→ **SELECTED TEXT**:

In 2012, Lemelson founded Lemelson Capital Management, LLC, the sole sponsor and general partner of The Amvona Fund, L.P. and Spruce Peak Fund, LP that focus on deep value and special situations.

=== The Amvona Fund, LP ===
In 2014, he shorted the stock of World Wrestling Entertainment, questioning the value of the company's brand. and stating that he believed the company had made material misrepresentations about both its performance and operating model. When the share price subsequently fell, Lemelson went long the stock and called for new leadership or a sale of the company.

In late April, 2014 Lemelson announced he was building a stake in the semiconductor and LED equipment maker Kulicke & Soffa Industries (NASDAQ: KLIC), saying the company was "absurdly" undervalued. In a letter to the company's CEO Lemelson said he had amassed a stake of nearly 1% and planned to continue buying. Following his commentary, shares rose nearly 10% on triple the normal trading volume.

In June 2014, he shorted the stock of Ligand Pharmaceuticals, criticizing its business practices in a 56-page report alleging fraud and insolvency and focusing on the drug Promacta and its relationship to Viking Therapeutics. He also wrote letters to Congress regarding the alleged abuses. The report allegedly caused a $500 million drop in the company's market capitalization and, after covering his short position in October 2014, a profit of $1.3 million to Lemelson.

Lemelson's activities led the Amvona Fund to be ranked in three months during 2013–14 among the world's top performing hedge funds, and by mid 2015 the company reported a net return of 150 percent since its launch.

→ **EXERCISE REQUIREMENTS**:
**a.** Answer these questions about the Lemelson text:
(i) In what year did Lemelson found Lemelson Capital Management, LLC?
(ii) How large a stake in Kulicke & Soffa Industries did Lemelson tell the company's CEO he had amassed?
(iii) What net return did the company report by mid 2015 since its launch?
**b.** Update the Lemelson text starting with "In June 2014, he" and going on through "million to Lemelson.", replacing "Congress" with "the Securities and Exchange Commission".

→ **RECORDS SUPPLIED**:
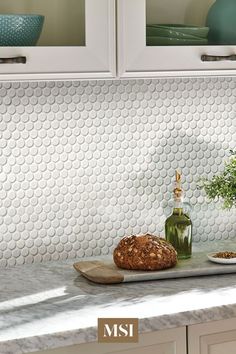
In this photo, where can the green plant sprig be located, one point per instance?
(223, 186)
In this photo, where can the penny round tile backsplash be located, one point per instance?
(84, 163)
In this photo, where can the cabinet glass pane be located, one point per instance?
(64, 20)
(190, 22)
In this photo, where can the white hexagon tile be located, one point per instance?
(85, 163)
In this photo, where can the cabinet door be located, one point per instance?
(171, 341)
(213, 337)
(147, 52)
(77, 41)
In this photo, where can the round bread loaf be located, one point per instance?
(144, 252)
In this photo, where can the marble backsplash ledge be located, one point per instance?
(85, 163)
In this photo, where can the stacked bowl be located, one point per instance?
(176, 34)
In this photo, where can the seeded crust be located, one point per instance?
(144, 252)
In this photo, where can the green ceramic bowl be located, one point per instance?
(20, 30)
(170, 29)
(156, 40)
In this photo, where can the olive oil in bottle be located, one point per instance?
(178, 226)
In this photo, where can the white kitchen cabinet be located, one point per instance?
(136, 59)
(213, 337)
(77, 41)
(171, 341)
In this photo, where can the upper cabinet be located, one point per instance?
(176, 38)
(77, 39)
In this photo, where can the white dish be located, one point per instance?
(220, 260)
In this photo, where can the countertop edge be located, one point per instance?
(89, 334)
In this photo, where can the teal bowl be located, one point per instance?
(179, 30)
(20, 30)
(156, 40)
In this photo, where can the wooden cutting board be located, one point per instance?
(104, 271)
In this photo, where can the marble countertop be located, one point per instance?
(50, 305)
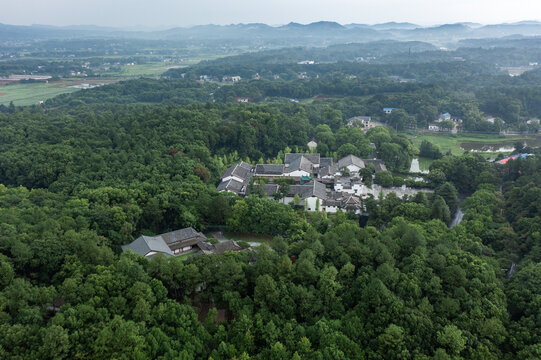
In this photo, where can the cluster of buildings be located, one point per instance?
(437, 125)
(179, 242)
(319, 183)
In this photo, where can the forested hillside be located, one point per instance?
(451, 270)
(79, 181)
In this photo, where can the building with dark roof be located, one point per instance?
(240, 172)
(148, 246)
(233, 186)
(269, 170)
(171, 243)
(266, 189)
(379, 165)
(352, 162)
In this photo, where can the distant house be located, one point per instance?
(231, 78)
(359, 121)
(342, 200)
(352, 163)
(148, 246)
(490, 119)
(233, 186)
(269, 170)
(312, 145)
(183, 240)
(298, 165)
(172, 243)
(379, 165)
(235, 178)
(309, 193)
(444, 117)
(239, 172)
(266, 189)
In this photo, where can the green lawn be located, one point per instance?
(448, 142)
(29, 94)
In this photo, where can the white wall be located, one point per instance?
(297, 173)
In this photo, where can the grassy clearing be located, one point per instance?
(448, 142)
(248, 237)
(29, 94)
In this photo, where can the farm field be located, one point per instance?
(483, 143)
(30, 94)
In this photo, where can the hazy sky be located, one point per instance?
(165, 13)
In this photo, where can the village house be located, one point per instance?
(171, 243)
(312, 195)
(269, 170)
(179, 242)
(319, 182)
(359, 121)
(352, 163)
(444, 117)
(235, 178)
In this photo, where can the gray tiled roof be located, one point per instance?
(379, 164)
(327, 170)
(269, 169)
(323, 162)
(181, 235)
(300, 163)
(268, 189)
(231, 185)
(314, 188)
(290, 158)
(241, 170)
(350, 160)
(145, 244)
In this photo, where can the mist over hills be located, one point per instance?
(325, 32)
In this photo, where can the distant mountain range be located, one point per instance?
(322, 31)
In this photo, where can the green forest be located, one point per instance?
(88, 172)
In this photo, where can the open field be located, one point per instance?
(449, 142)
(29, 94)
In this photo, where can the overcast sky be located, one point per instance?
(166, 13)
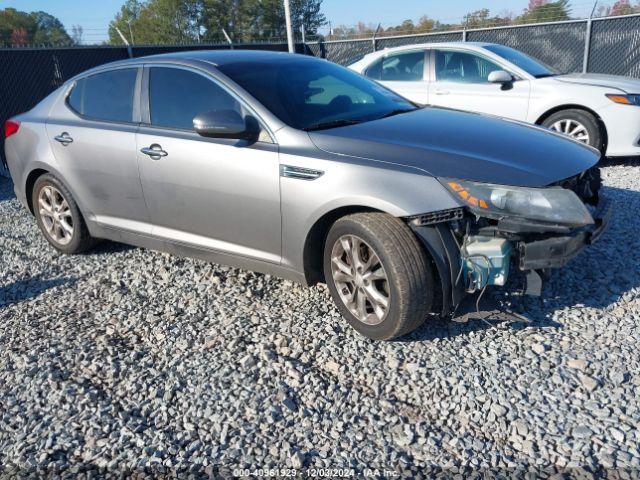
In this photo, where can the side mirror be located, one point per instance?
(500, 76)
(221, 124)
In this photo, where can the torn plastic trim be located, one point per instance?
(440, 243)
(557, 251)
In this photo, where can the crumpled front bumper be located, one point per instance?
(555, 252)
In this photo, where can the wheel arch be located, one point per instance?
(575, 106)
(30, 183)
(313, 251)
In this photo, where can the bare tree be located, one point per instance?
(76, 34)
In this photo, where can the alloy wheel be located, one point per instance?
(55, 214)
(573, 129)
(360, 279)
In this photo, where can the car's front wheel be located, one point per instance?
(577, 124)
(58, 216)
(378, 274)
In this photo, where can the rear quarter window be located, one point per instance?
(105, 96)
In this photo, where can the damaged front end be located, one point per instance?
(532, 229)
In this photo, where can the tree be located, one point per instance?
(49, 30)
(22, 28)
(543, 11)
(180, 21)
(76, 34)
(155, 21)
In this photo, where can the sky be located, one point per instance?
(94, 15)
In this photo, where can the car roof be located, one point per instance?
(213, 57)
(472, 45)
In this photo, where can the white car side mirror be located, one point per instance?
(500, 76)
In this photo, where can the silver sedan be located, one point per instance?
(297, 167)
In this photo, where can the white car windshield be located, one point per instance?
(530, 65)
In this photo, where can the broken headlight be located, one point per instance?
(551, 205)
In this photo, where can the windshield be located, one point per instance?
(311, 94)
(530, 65)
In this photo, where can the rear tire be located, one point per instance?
(59, 217)
(385, 247)
(584, 126)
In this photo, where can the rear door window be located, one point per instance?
(105, 96)
(463, 67)
(400, 67)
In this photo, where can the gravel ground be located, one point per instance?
(125, 359)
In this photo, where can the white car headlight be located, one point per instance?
(551, 205)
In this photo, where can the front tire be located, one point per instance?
(59, 217)
(378, 274)
(577, 124)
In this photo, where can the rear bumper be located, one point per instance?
(557, 251)
(623, 129)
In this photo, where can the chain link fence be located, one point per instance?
(612, 45)
(603, 45)
(559, 45)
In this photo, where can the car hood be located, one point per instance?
(626, 84)
(468, 146)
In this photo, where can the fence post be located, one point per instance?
(587, 40)
(226, 35)
(373, 40)
(126, 42)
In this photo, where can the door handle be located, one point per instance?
(64, 138)
(154, 151)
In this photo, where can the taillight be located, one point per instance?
(11, 127)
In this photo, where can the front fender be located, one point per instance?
(362, 184)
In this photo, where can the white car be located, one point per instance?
(600, 110)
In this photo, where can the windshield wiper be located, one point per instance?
(332, 124)
(398, 111)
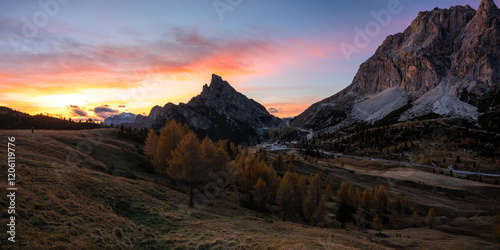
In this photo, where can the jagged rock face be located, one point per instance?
(219, 112)
(459, 46)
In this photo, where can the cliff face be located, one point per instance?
(219, 112)
(457, 47)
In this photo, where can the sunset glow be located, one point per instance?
(129, 56)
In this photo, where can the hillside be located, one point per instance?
(106, 195)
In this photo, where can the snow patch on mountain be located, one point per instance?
(377, 106)
(441, 100)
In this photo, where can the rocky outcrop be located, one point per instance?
(457, 46)
(219, 112)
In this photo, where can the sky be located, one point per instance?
(93, 58)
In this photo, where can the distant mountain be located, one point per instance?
(123, 118)
(219, 112)
(11, 119)
(447, 62)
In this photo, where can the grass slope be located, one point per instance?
(91, 189)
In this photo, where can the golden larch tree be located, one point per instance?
(186, 164)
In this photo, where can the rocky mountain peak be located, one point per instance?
(487, 7)
(217, 88)
(451, 50)
(219, 112)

→ **RESULTS OF THE TASKS**:
**a.**
(i) 2012
(ii) Nearly 1%
(iii) 150 percent

**b.**
In June 2014, he shorted the stock of Ligand Pharmaceuticals, criticizing its business practices in a 56-page report alleging fraud and insolvency and focusing on the drug Promacta and its relationship to Viking Therapeutics. He also wrote letters to the Securities and Exchange Commission regarding the alleged abuses. The report allegedly caused a $500 million drop in the company's market capitalization and, after covering his short position in October 2014, a profit of $1.3 million to Lemelson.